## Your task
According to the essay below on the Democratic nomination, which two issues were unique to this year's Democratic nomination process?

## Passage provided
The Battle For America

Will The Democratic Struggle Be Lost Due To A Clash Of Rascist/Gender Ideals?

Punting around American blogs of late, I’ve been dismayed – and not a little alarmed – by the weight of vehemence displayed towards the Democratic candidate, Barack Obama. Were this antipathy confined to the rantings of red-neck Republican tomes, it would be understandable. Much of the antagonism, however, is vented by Democrats, and a large proportion of them are women.

It’s understandable that those who supported Hillary Clinton as the nominee should feel disappointment. Having a woman finally elevated to the top job in the White House will be an important milestone, when it eventually happens, and Clinton came close to succeeding, at least in achieving the Democratic nomination.

It would appear from the large number of Clinton supporters writing on the internet, that they are resolved not to confine those feelings to mere regret. Many are actively campaigning against Obama, and some are indicating an intention to vote for the Republican nominee, McCain, because they view the act as some form of protest.

What would cause someone to switch sides so blatantly, solely as an expression of selfish retaliation? After all, attending a ball-game to cheer on your favorite quarterback, only to find he’d been replaced at the last minute by a player the coach regarded as superior, might cause a degree of chagrin but would hardly cause you to switch allegiance and cheer on the opposing team, now would it?

Is the backlash to Clinton’s defeat solely a result of the disappointment suffered by millions of American women hoping their champion would assume command, or is there another, perhaps deeper and somewhat more sinister reason behind this apparently illogical antipathy towards the Democratic presidential nominee?

There were two issues unique to this year’s Democratic nomination process. One concerned the subject of race; the other related to gender. Had only one of these factors been in evidence, or had they both been there but separated by party lines, the situation outlined above would not now be in evidence.

If Obama, or Clinton, had been running for nomination on a Republican ticket, gender versus race would have been heavily obscured by party boundaries. As it was, despite the undercurrent of political correctness pervading this nation, and strangling any open debate on crucial race/gender issues, there were two totally separate battles being fought on the playing fields of primaries and caucuses in America between January and June this year.

## Supplied entries
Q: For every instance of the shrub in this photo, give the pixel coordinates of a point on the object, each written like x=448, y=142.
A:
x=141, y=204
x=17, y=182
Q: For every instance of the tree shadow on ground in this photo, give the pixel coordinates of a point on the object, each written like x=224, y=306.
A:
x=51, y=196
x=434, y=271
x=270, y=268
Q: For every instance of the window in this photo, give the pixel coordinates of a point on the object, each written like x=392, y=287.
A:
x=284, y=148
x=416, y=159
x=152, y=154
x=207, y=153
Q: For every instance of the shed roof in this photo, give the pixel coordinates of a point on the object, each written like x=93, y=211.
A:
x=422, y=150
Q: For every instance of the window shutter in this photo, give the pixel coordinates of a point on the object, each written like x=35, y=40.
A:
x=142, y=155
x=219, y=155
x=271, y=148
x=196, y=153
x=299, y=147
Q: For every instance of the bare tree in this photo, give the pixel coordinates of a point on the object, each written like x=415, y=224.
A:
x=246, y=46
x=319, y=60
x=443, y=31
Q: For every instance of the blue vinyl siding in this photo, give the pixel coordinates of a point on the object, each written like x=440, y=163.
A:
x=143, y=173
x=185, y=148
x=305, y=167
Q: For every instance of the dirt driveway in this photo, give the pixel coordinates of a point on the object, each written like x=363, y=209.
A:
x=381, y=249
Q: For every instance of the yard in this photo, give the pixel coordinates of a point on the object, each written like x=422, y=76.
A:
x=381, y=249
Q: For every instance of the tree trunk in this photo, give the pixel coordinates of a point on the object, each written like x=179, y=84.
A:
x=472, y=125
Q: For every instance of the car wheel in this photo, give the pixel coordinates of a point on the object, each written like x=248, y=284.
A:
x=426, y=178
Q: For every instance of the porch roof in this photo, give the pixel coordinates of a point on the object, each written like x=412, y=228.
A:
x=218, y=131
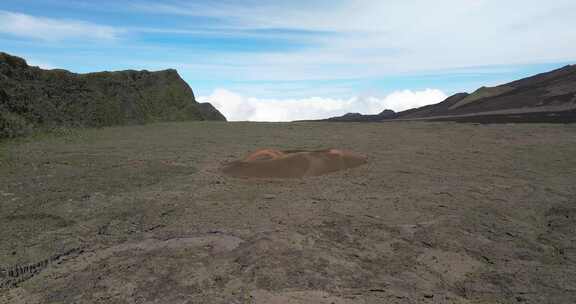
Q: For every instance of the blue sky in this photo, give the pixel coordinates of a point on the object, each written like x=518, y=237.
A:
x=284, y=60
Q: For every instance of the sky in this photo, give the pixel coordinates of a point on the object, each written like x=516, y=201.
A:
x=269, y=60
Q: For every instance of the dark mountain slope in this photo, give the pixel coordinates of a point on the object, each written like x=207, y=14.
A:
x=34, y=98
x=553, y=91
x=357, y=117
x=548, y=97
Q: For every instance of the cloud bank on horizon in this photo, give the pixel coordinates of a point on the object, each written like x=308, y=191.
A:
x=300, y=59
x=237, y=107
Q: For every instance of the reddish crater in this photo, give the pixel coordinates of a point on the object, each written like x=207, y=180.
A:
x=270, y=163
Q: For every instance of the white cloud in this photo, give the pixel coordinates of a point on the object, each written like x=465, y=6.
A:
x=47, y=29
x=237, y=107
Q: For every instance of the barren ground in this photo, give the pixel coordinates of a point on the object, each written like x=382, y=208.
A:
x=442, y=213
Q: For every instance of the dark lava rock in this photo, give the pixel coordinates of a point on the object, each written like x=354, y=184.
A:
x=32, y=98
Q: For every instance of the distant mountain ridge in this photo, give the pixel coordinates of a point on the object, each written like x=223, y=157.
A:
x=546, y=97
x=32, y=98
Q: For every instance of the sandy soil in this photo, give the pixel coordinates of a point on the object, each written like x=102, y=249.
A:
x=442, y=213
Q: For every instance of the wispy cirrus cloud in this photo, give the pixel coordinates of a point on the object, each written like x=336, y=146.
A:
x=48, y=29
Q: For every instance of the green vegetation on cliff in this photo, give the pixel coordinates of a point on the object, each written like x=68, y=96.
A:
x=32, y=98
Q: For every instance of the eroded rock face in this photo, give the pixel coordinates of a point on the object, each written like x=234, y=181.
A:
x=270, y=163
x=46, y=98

## Task result
Race and gender.